Exercise input:
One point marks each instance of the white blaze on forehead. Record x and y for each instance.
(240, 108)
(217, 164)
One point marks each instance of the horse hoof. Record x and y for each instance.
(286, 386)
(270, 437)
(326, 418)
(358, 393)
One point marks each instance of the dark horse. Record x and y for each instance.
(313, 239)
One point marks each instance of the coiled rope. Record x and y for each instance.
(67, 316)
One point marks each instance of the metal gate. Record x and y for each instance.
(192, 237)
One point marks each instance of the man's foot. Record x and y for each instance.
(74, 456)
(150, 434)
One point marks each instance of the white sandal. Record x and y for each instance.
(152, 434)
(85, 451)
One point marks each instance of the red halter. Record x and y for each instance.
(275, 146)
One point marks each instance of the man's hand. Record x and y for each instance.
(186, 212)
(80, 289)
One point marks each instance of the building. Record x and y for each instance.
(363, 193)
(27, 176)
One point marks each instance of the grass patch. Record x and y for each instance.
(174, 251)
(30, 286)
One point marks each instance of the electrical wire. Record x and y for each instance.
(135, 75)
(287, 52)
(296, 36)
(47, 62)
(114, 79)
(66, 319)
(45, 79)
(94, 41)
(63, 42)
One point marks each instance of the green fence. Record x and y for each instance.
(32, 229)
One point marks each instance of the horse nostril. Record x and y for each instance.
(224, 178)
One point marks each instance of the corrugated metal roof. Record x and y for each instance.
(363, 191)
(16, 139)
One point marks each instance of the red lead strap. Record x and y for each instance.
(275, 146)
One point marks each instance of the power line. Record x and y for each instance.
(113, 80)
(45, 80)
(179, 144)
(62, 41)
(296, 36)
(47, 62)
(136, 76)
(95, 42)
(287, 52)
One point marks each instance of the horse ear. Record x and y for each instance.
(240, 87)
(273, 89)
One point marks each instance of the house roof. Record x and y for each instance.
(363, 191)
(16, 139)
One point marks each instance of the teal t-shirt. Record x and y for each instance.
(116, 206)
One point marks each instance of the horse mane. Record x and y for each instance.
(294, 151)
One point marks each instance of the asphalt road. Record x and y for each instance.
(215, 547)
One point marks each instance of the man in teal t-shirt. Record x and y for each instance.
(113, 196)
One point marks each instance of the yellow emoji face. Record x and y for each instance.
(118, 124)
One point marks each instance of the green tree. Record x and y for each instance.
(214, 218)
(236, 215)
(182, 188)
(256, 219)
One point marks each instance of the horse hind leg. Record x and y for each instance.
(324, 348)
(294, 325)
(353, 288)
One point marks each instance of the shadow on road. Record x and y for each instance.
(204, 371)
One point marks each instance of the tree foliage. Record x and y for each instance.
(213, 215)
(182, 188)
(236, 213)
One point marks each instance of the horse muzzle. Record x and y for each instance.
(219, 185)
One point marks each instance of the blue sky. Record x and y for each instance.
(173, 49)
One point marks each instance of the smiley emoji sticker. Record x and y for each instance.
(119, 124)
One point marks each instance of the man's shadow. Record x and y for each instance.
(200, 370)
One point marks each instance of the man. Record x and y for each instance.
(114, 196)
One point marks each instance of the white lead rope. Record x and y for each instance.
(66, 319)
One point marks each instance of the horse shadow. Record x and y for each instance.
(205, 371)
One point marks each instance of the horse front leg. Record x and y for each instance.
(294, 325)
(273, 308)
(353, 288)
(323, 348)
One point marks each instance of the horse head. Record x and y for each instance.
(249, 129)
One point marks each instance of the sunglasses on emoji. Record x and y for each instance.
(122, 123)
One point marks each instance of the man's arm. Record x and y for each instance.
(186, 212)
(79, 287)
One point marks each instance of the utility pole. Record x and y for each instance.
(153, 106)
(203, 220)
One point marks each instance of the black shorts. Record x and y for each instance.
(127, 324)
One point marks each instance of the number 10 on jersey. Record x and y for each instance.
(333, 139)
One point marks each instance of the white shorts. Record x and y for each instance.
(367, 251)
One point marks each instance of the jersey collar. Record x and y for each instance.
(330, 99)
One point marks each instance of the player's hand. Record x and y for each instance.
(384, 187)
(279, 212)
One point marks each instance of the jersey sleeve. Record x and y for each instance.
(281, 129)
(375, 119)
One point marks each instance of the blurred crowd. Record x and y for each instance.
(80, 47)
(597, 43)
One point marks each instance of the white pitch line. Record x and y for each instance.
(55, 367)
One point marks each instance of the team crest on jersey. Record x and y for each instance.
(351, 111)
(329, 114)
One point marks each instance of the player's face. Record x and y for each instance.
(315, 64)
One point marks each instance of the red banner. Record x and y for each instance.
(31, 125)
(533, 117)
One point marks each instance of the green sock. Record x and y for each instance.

Brief: Copy task. Give back the whole listing exactly as written.

Answer section:
One point marks each instance of the white blaze on forehead. Record x and y for each instance.
(240, 108)
(217, 164)
One point marks each instance of the horse hoof. Record x and y for each instance.
(286, 386)
(270, 437)
(326, 418)
(358, 393)
One point marks each instance of the dark horse. Record x and y for each instance.
(313, 239)
One point marks each instance of the coiled rope. Record x and y for each instance.
(67, 316)
One point marks each instance of the metal gate. Record x and y for each instance.
(192, 237)
One point marks each instance of the man's foot. Record x and y for each instance.
(74, 456)
(150, 434)
One point marks each instance of the white sandal. Record x and y for each instance.
(152, 434)
(85, 451)
One point marks each instance of the red halter. Record x and y for each instance.
(275, 146)
One point marks each instance of the man's hand. Record x and y for each instance.
(186, 212)
(80, 289)
One point marks each instance of the building. Record x and y for each instance.
(363, 193)
(27, 176)
One point marks each instance of the grass patch. Record x and y for each instance.
(174, 251)
(30, 286)
One point marks each instance of the electrical wire. Record x and y for each instance.
(135, 75)
(287, 52)
(296, 36)
(47, 62)
(114, 79)
(66, 319)
(45, 79)
(94, 41)
(63, 42)
One point marks each instance of the green fence. Record x and y for each instance.
(32, 229)
One point marks each instance of the horse nostril. Record x and y for each instance.
(224, 178)
One point marks each instance of the corrugated metal roof. Record x and y for each instance.
(363, 191)
(16, 139)
One point marks each instance of the red lead strap. Record x and y for each instance.
(275, 146)
One point marks each instance of the power line. Record x and y for each instance.
(113, 80)
(45, 80)
(179, 144)
(62, 41)
(296, 36)
(47, 62)
(136, 76)
(95, 42)
(287, 52)
One point marks each instance of the horse ear. Record x and y for each instance.
(240, 87)
(273, 89)
One point marks each instance of the house roof. Record x and y for each instance.
(363, 191)
(16, 139)
One point marks each instance of the teal t-shirt. Record x and y for each instance.
(116, 206)
One point marks each instance of the horse mane. Record x and y for each instance.
(294, 151)
One point marks each instance of the asphalt road. Record x and y for each instance.
(215, 547)
One point marks each instance of the man in teal t-shirt. Record x and y for each instance.
(113, 196)
One point marks each instance of the yellow emoji face. Record x and y for each instance.
(118, 124)
One point marks each instance of the green tree. Record x and y for each instance.
(214, 218)
(236, 215)
(182, 188)
(256, 219)
One point marks each instance of the horse hind leg. Record x and y for each instance.
(324, 348)
(294, 325)
(353, 288)
One point marks each instance of the shadow on road. Record x and y for each instance.
(204, 371)
One point marks each instance of the tree foliage. Record x and y for each instance.
(213, 215)
(182, 188)
(236, 213)
One point marks each instance of the horse muzzle. Record x and y for each instance.
(219, 185)
One point marks each instance of the blue sky. Record x and y for each instance.
(173, 49)
One point marks each instance of the smiley emoji sticker. Record x and y for each instance.
(119, 124)
One point marks each instance of the man's shadow. Record x and y for each instance.
(200, 370)
One point marks each instance of the man. Record x and y for each instance.
(114, 196)
One point marks each instance of the white lead rope. Record x and y for each instance.
(66, 319)
One point marks each instance of the horse shadow. Record x and y for each instance.
(205, 371)
One point marks each instance of the horse front leg. Record x and y for each instance.
(294, 325)
(273, 308)
(353, 288)
(323, 348)
One point marks each instance of the horse head. Record x and y for each instance.
(249, 129)
One point marks each instance of the sunglasses on emoji. Record x and y for each instance.
(122, 123)
One point marks each instance of the man's arm. Record x and y for each instance.
(186, 212)
(79, 287)
One point marks each instance of the utility pole. Record x and y for each instance.
(153, 106)
(203, 220)
One point marks each instance of the black shorts. Record x and y for each instance.
(127, 324)
One point marks each instance of the number 10 on jersey. Record x and y for each instance.
(333, 139)
One point marks each instance of the white shorts. Record x and y for each instance.
(367, 251)
One point marks each instance of the jersey collar. Record x and y for each instance.
(330, 99)
One point marks each instance of the player's hand. Record x and y for each instance.
(384, 187)
(279, 212)
One point marks each instance of the jersey sleeve. Record x and y for each instance.
(281, 129)
(375, 119)
One point marks each instance of the blurred crowd. Record x and y for each instance.
(80, 47)
(597, 43)
One point marks each instance of the white pitch line. Record x and y for each instance.
(55, 367)
One point marks each instance of the team crest on jersey. Record x and y for each instance.
(351, 111)
(329, 114)
One point marks each instance of the player's face. Record x and y for each instance.
(315, 64)
One point marks each instance of the red banner. Record x and y for each instance.
(31, 125)
(533, 117)
One point marks each instance of the green sock. Record x and y for each instance.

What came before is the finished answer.